··· SELECTED EXTRACT ···

End Business as Usual

By David Moberg

This article appeared in the May 6, 2002 edition of The Nation.

April 18, 2002

The Enron "outrage," AFL-CIO president John Sweeney told a rapt crowd of several hundred workers at Milwaukee's Serb Memorial Hall, is "not the story of one corporation's abuses, but sadly it's an example of business as usual in boardrooms and executive suites all across the country." Over the coming months, at a series of town-hall meetings around America, the AFL-CIO will warn workers that they, too, could be "Enroned," and it will call for "no more business as usual."

In an unprecedented way, argues AFL-CIO corporate affairs director Ron Blackwell, the Enron scandal "opens up a channel of public discourse on issues of retirement security and corporate accountability." In the booming nineties nobody wanted to hear why corporations and capital markets had to be better regulated, and reformers were left pleading for corporations to be "socially responsible." But today, "new economy" job-hoppers as much as steelworkers have good reasons to listen to union warnings about deeply flawed 401(k) plans and Social Security privatization.

··· STORED DATA ···

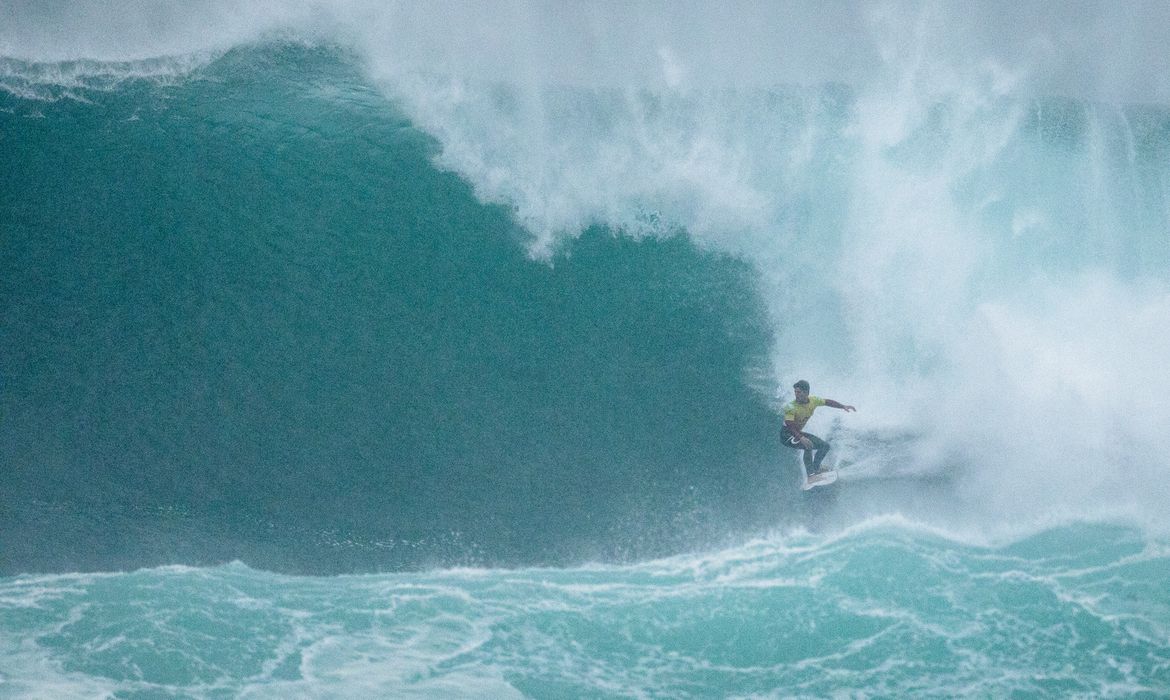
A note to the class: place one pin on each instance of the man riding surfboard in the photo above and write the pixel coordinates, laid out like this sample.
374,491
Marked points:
797,413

···

* WHAT IS BEING ASKED *
In the article on the Enron scandal, where did John Sweeney address a crowd of several hundred workers?

* WRITTEN ANSWER *
At Milwaukee's Serb Memorial Hall.